-- Work instruction --
Begin at the line that has "Target: butterfly head", stop after the line that has "Target: leafy ground cover", and print exactly those lines from the records below, without any pictures.

-- Data in this exercise --
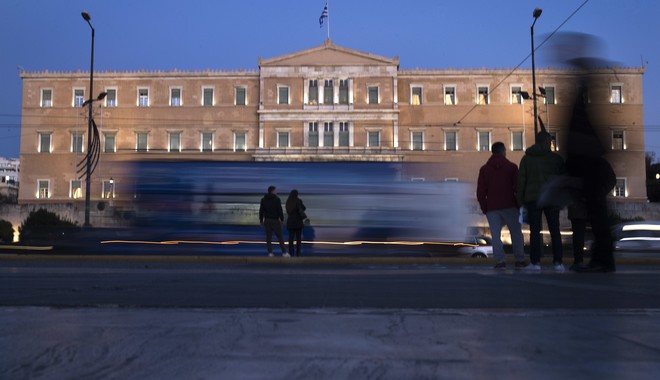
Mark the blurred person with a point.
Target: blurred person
(496, 193)
(539, 165)
(271, 217)
(295, 210)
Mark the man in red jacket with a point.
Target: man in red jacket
(496, 193)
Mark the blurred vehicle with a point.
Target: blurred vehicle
(479, 246)
(637, 236)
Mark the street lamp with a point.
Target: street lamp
(536, 14)
(88, 165)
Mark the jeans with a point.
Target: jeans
(534, 215)
(297, 233)
(508, 217)
(273, 226)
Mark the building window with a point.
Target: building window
(554, 146)
(373, 138)
(111, 98)
(417, 140)
(416, 95)
(143, 97)
(110, 143)
(44, 142)
(618, 139)
(328, 134)
(484, 141)
(108, 189)
(328, 92)
(516, 94)
(207, 97)
(450, 95)
(282, 139)
(239, 142)
(517, 143)
(616, 93)
(313, 134)
(549, 95)
(343, 91)
(451, 143)
(78, 97)
(313, 92)
(174, 142)
(240, 96)
(282, 95)
(620, 188)
(75, 190)
(142, 141)
(46, 98)
(175, 97)
(373, 95)
(43, 189)
(76, 142)
(344, 133)
(482, 95)
(207, 142)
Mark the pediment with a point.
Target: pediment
(329, 54)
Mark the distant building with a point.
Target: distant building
(9, 173)
(324, 103)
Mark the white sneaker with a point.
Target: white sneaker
(533, 268)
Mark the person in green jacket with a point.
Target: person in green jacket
(538, 165)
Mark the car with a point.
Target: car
(478, 246)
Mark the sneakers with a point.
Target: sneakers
(533, 268)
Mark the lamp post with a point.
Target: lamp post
(88, 166)
(536, 14)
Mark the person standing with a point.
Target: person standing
(271, 217)
(496, 193)
(538, 165)
(295, 210)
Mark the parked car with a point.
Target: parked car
(478, 246)
(637, 236)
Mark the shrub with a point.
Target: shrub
(43, 224)
(6, 231)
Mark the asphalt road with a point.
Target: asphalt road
(210, 318)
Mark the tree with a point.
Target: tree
(652, 177)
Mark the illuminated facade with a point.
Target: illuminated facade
(320, 104)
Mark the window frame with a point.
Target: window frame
(280, 88)
(454, 95)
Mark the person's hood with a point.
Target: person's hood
(497, 161)
(537, 150)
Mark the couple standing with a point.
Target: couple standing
(271, 217)
(501, 189)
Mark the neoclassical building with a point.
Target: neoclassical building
(327, 103)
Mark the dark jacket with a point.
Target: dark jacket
(295, 215)
(270, 208)
(536, 168)
(496, 186)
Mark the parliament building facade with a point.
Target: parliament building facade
(327, 103)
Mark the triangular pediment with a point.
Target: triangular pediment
(328, 54)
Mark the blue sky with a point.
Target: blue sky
(220, 34)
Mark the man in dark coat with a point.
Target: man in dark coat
(271, 217)
(539, 165)
(496, 193)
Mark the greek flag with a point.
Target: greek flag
(324, 14)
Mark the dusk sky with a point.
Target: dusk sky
(225, 35)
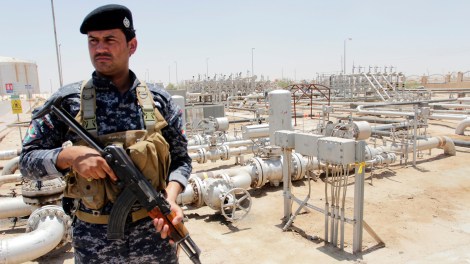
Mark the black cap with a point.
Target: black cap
(109, 17)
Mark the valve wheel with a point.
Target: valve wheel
(236, 204)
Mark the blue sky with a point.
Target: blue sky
(292, 39)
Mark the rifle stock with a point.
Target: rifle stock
(135, 186)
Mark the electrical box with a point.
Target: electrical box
(284, 139)
(337, 150)
(307, 144)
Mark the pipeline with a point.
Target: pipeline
(15, 207)
(48, 228)
(385, 155)
(229, 143)
(460, 130)
(223, 153)
(10, 166)
(8, 154)
(10, 178)
(257, 173)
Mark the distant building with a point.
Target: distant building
(18, 77)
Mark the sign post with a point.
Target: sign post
(17, 109)
(28, 88)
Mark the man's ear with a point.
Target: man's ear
(132, 46)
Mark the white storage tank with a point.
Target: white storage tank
(280, 116)
(18, 77)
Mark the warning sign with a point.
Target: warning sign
(16, 106)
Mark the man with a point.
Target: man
(111, 42)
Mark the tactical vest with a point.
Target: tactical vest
(148, 149)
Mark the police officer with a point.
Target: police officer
(111, 42)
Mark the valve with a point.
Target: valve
(236, 204)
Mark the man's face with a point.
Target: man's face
(109, 51)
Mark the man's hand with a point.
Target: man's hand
(172, 190)
(87, 162)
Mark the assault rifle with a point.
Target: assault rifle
(135, 187)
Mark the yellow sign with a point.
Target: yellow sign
(16, 106)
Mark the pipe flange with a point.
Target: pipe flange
(197, 184)
(259, 181)
(215, 188)
(236, 204)
(202, 154)
(224, 152)
(43, 192)
(297, 172)
(52, 211)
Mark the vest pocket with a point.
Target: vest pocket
(92, 193)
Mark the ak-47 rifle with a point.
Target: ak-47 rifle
(135, 187)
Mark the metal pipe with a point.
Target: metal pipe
(10, 166)
(460, 130)
(10, 178)
(257, 173)
(442, 142)
(237, 143)
(47, 228)
(15, 207)
(9, 154)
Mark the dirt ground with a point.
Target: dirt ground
(420, 213)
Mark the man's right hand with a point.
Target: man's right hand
(87, 162)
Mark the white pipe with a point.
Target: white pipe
(255, 131)
(229, 143)
(256, 174)
(47, 227)
(10, 166)
(460, 130)
(442, 142)
(198, 140)
(15, 207)
(223, 153)
(10, 178)
(8, 154)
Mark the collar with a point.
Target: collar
(104, 84)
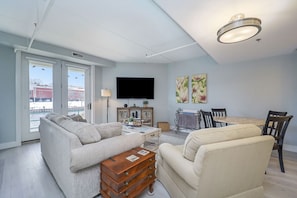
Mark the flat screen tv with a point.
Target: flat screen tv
(128, 87)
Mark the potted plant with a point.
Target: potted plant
(145, 103)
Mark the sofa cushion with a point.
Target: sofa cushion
(77, 118)
(108, 130)
(86, 132)
(212, 135)
(58, 119)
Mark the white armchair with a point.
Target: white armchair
(216, 162)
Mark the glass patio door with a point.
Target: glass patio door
(50, 85)
(78, 97)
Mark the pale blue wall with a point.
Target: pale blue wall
(245, 89)
(8, 100)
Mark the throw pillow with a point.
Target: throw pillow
(212, 135)
(108, 130)
(77, 118)
(86, 132)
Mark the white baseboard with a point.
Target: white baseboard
(9, 145)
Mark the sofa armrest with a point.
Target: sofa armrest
(173, 156)
(92, 154)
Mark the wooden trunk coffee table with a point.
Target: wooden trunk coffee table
(128, 174)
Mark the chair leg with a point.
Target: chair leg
(280, 157)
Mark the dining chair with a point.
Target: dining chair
(219, 112)
(276, 126)
(208, 119)
(276, 113)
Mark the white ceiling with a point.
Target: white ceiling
(148, 31)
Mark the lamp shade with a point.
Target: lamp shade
(239, 29)
(105, 92)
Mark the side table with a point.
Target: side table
(128, 174)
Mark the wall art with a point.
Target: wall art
(199, 88)
(182, 89)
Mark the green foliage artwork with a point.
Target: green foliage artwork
(199, 88)
(182, 89)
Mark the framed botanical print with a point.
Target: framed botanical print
(199, 88)
(182, 89)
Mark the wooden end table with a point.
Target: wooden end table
(128, 174)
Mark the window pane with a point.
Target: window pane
(76, 91)
(40, 92)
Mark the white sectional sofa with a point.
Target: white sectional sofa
(216, 162)
(73, 151)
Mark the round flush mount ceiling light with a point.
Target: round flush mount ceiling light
(239, 29)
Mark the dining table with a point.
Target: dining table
(240, 120)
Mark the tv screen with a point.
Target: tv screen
(128, 87)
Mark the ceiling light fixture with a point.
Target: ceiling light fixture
(239, 29)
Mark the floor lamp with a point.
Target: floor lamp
(106, 93)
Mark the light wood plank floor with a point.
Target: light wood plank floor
(23, 174)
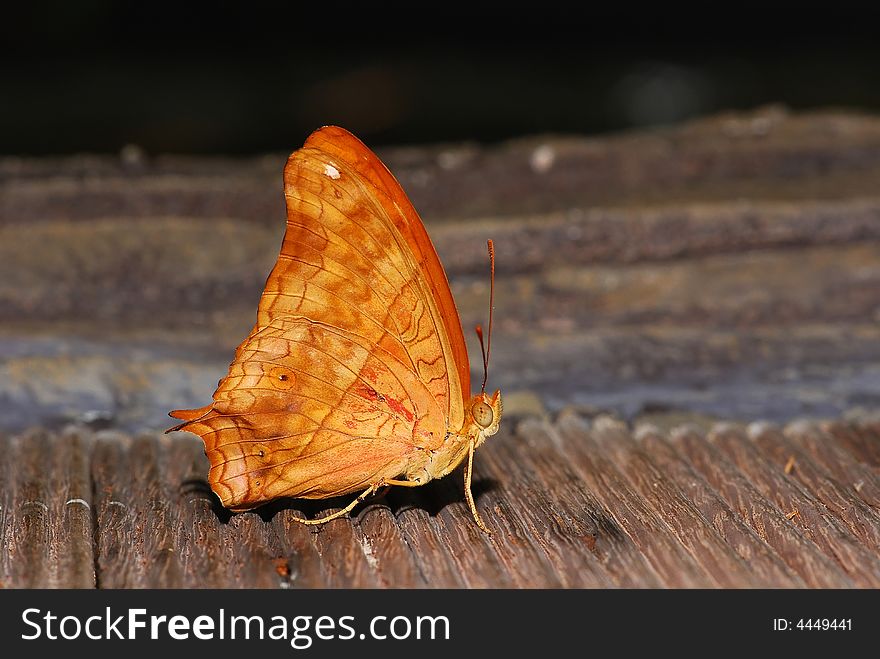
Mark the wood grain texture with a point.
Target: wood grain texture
(573, 503)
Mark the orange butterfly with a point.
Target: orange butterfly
(356, 374)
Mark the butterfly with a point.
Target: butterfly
(355, 376)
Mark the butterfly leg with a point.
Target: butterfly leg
(468, 471)
(339, 513)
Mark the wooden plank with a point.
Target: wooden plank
(669, 559)
(343, 561)
(863, 441)
(811, 516)
(135, 539)
(414, 512)
(47, 521)
(386, 548)
(544, 530)
(784, 451)
(299, 563)
(859, 477)
(7, 511)
(769, 570)
(72, 501)
(672, 506)
(765, 517)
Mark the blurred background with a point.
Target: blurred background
(685, 205)
(95, 76)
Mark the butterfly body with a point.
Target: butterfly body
(355, 374)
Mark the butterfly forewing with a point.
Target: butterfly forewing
(349, 373)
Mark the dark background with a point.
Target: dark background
(242, 78)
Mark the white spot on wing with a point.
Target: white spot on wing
(542, 158)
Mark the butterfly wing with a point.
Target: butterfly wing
(354, 368)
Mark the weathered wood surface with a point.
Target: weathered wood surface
(724, 269)
(572, 503)
(727, 267)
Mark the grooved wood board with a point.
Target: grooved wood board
(572, 503)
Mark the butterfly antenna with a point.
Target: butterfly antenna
(487, 347)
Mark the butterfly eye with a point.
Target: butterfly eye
(483, 414)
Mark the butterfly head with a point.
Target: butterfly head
(486, 411)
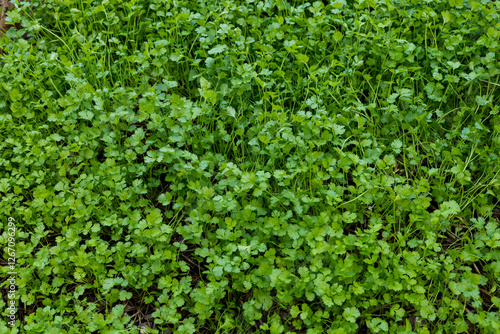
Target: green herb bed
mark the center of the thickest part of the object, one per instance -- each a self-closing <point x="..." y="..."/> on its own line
<point x="181" y="166"/>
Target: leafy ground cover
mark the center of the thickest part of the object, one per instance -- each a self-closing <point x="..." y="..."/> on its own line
<point x="252" y="166"/>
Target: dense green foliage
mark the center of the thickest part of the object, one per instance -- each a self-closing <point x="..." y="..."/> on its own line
<point x="253" y="166"/>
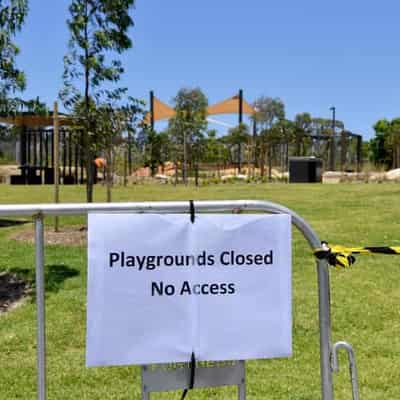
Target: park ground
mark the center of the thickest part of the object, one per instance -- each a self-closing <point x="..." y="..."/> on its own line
<point x="365" y="298"/>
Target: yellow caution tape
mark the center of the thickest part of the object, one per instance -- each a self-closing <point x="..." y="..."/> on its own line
<point x="341" y="256"/>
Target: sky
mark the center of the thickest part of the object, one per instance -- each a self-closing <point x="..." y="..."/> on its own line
<point x="312" y="54"/>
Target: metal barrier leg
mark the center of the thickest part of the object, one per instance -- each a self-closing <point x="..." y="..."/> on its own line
<point x="242" y="386"/>
<point x="40" y="306"/>
<point x="352" y="365"/>
<point x="325" y="330"/>
<point x="145" y="392"/>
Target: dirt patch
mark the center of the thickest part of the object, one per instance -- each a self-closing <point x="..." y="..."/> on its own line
<point x="13" y="291"/>
<point x="68" y="236"/>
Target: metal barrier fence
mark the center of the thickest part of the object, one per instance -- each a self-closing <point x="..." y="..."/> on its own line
<point x="328" y="352"/>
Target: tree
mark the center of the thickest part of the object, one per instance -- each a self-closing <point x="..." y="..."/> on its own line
<point x="156" y="148"/>
<point x="385" y="146"/>
<point x="268" y="112"/>
<point x="113" y="121"/>
<point x="99" y="29"/>
<point x="188" y="127"/>
<point x="302" y="131"/>
<point x="236" y="137"/>
<point x="12" y="79"/>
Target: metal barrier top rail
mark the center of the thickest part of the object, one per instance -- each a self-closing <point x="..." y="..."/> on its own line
<point x="39" y="211"/>
<point x="157" y="207"/>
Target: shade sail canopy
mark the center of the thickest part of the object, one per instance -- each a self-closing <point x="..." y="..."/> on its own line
<point x="229" y="106"/>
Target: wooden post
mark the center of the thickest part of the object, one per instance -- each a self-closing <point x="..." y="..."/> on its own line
<point x="56" y="133"/>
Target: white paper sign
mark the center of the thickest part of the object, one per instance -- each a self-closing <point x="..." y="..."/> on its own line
<point x="160" y="288"/>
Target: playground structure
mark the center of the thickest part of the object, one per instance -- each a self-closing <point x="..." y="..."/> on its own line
<point x="342" y="152"/>
<point x="35" y="147"/>
<point x="159" y="378"/>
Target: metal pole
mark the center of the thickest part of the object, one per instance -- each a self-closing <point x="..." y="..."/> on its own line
<point x="56" y="148"/>
<point x="332" y="157"/>
<point x="152" y="110"/>
<point x="40" y="307"/>
<point x="240" y="123"/>
<point x="325" y="330"/>
<point x="184" y="158"/>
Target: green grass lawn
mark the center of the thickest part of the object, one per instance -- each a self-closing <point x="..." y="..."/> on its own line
<point x="365" y="299"/>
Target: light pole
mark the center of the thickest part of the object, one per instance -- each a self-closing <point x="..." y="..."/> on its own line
<point x="332" y="152"/>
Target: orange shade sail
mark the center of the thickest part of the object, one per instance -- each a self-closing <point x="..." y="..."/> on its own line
<point x="228" y="106"/>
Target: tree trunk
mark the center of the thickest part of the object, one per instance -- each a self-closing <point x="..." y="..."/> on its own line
<point x="109" y="175"/>
<point x="270" y="163"/>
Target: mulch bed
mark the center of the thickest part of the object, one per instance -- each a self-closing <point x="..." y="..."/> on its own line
<point x="13" y="291"/>
<point x="67" y="236"/>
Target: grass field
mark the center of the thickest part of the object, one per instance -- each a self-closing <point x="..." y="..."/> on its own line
<point x="365" y="299"/>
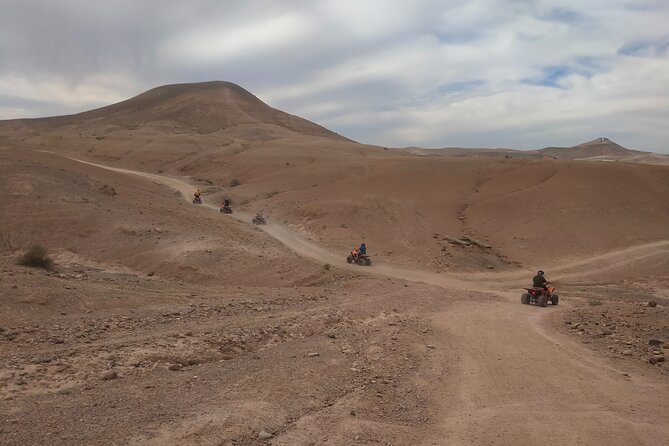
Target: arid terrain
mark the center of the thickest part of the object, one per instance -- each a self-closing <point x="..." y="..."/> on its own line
<point x="168" y="323"/>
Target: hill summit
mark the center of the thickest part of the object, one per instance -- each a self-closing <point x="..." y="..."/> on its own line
<point x="195" y="108"/>
<point x="598" y="148"/>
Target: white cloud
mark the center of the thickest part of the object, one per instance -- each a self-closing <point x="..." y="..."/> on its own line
<point x="520" y="73"/>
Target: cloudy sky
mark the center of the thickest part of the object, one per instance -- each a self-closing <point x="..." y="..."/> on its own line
<point x="432" y="73"/>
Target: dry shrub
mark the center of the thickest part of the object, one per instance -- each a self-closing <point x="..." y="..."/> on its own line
<point x="36" y="257"/>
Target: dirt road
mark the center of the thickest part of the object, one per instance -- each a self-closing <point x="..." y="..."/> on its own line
<point x="511" y="379"/>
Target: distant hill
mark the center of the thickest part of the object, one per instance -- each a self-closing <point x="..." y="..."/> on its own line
<point x="600" y="148"/>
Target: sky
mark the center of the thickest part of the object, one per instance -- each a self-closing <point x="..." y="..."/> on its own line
<point x="521" y="74"/>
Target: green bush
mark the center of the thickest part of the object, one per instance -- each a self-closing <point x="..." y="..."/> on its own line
<point x="37" y="257"/>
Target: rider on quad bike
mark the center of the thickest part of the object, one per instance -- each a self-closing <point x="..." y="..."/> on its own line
<point x="540" y="293"/>
<point x="539" y="281"/>
<point x="359" y="256"/>
<point x="197" y="199"/>
<point x="260" y="218"/>
<point x="226" y="209"/>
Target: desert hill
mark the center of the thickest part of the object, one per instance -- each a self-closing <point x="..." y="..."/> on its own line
<point x="169" y="323"/>
<point x="600" y="148"/>
<point x="338" y="192"/>
<point x="199" y="108"/>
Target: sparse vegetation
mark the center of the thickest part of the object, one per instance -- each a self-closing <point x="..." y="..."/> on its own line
<point x="36" y="257"/>
<point x="108" y="190"/>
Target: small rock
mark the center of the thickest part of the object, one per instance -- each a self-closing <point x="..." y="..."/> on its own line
<point x="264" y="435"/>
<point x="110" y="374"/>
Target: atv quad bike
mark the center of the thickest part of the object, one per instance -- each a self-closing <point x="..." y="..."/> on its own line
<point x="360" y="259"/>
<point x="539" y="296"/>
<point x="259" y="220"/>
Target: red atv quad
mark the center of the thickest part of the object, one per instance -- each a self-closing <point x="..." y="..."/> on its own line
<point x="360" y="259"/>
<point x="539" y="296"/>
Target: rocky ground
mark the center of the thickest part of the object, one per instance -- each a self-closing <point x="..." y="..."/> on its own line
<point x="627" y="322"/>
<point x="265" y="359"/>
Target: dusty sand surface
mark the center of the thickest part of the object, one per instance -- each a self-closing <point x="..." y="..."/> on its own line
<point x="166" y="323"/>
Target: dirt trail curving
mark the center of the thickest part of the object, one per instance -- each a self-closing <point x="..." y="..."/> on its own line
<point x="511" y="380"/>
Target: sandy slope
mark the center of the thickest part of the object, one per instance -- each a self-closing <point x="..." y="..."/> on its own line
<point x="428" y="346"/>
<point x="514" y="381"/>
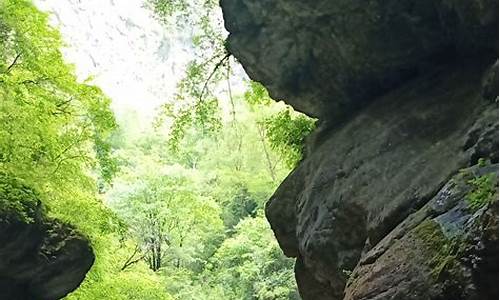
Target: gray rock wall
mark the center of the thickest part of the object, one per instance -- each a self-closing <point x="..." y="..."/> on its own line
<point x="40" y="258"/>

-- Result of the exercise --
Target: butterfly head
(486, 411)
Target: green herb bed
mark the center of the thickest part of the object, one per instance -- each a self-closing <point x="..." y="..."/> on its own line
<point x="181" y="166"/>
Target: leafy ground cover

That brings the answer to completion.